READING PASSAGE =
The last quote invalidates the whole proposition of the article, as that sure is not going to happen with Japan Inc. pulling the LDP strings.

Tourism is a great example of an industry where the vast proportion of the gains go to the owners of the infrastructure and a tiny bit to workers.

Some 72.6 percent of companies in the hotel industry said they do not have enough full-time workers, much higher than the 51.4 percent for all sectors.

Workers may be played for fools by the Japan Inc./LDP combine but they are not stupid.

0 ( +8 / -8 )

Why was the comments thread about N. Korean abductions summit closed after only 17 comments?

manipulating gone wrong.

-8 ( +3 / -11 )

Now I get it 17 abducted so 17 comments?

noticed 4 were from the same dud supporting this nonsense.

-5 ( +6 / -11 )

They already have ramped up their spending say hello to inflation????

-4 ( +5 / -9 )

72.6 percent of companies in the hotel industry said they do not have enough full-time workers,

The govt is pushing an industry that is notorious for its low wages and for which there aren't nearly enough workers. Great policy there, folks.

0 ( +7 / -7 )

Japan is ill equipped to handle millions of bag pushing and carrying tourists.

Stations do not have large elevators capable of tackling platform to street level passenger traffic nor can they accommodate waiting passengers easily.

When the Chinese start coming back en masse then the chaos will just get worse

-6 ( +5 / -11 )

With the lifting of all restrictions and the weak yen, there is no universe in which this is not good economic news.

Some people would whine a out some imagined issue if they won the lottery.

3 ( +6 / -3 )

Japanese people plan to spend an average 68,632 yen 

You won't go far expending that. It really means that only 1 out of 3 go on holidays.

an average bonus of 903,397 yen

Yeah, right.

1 ( +4 / -3 )

Still in recovery from Covid, so this is releasing of pent-up demand.

Every year in Japan, the official working age population of 15-64 shrinks by a lot, I think its close to a million. Many work beyond 60 and beyond 65, but they'll be on reduced salaries. If the working age population of people on decent money is falling, the expectation should be for consumption to fall. It's certainly not going to increase significantly in real terms, unless some Covid-like black swan creating temporary pent up demand happens again.

2 ( +2 / -0 )

It’s school holiday time.

3 ( +3 / -0 )

I watched an interview on TV. It was a Japanese guy with his wife and two children at an airport. They asked him “where are you and your family going for Obon and how much did it cost?”. He replied that they were going to Australia for 5 days and it was costing him ¥350000. He also said that he didn’t have the money for this trip, but his wife insisted they go anyway. Is this the new norm?

0 ( +1 / -1 )

Is this what Japan has come to?

Relying on tourism for their economy?

Hardly worthy of a G7 member.

Let me guess, you either literally just started reading about the Japanese economy yesterday, or you've had your head in the sand for the past decade or so.

SUPPLIED INFORMATION =
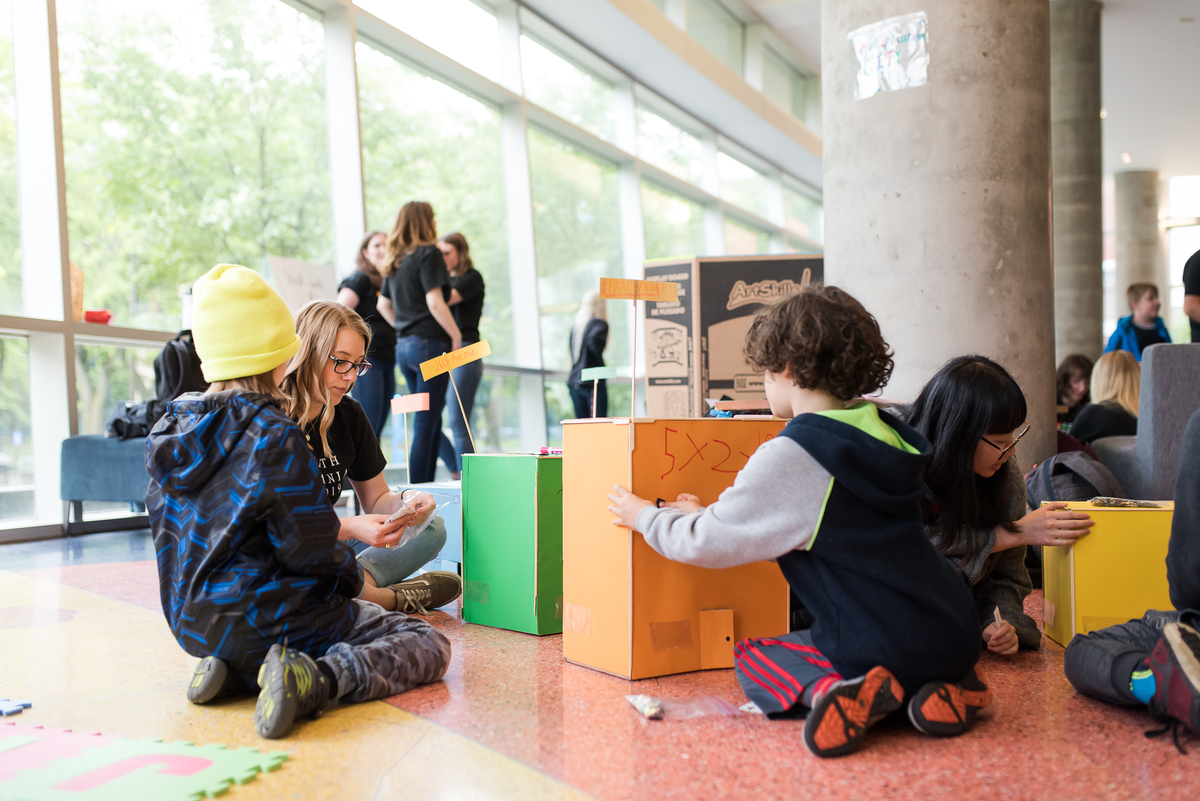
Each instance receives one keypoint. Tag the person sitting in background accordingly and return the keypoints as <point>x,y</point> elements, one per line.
<point>1141,329</point>
<point>1116,383</point>
<point>331,357</point>
<point>589,337</point>
<point>1074,381</point>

EXERCISE TASKS =
1. Repeat verbatim the part of the comment thread that opens with the words containing "Tourism is a" and closes with "are not stupid.".
2. Decide whether each statement agrees with the comment thread, answering yes or no and quoting the deciding words: (a) 72.6 percent of companies in the hotel industry said they lack enough full-time workers; (b) the average bonus cited is 68,632 yen; (c) the man interviewed on TV said his family was going to Australia for 10 days.
The data are not needed for the tasks.

SOLUTIONS BELOW =
1.
Tourism is a great example of an industry where the vast proportion of the gains go to the owners of the infrastructure and a tiny bit to workers.

Some 72.6 percent of companies in the hotel industry said they do not have enough full-time workers, much higher than the 51.4 percent for all sectors.

Workers may be played for fools by the Japan Inc./LDP combine but they are not stupid.

2.
(a) Yes: "Some 72.6 percent of companies in the hotel industry said they do not have enough full-time workers"
(b) No: "an average bonus of 903,397 yen"
(c) No: "they were going to Australia for 5 days"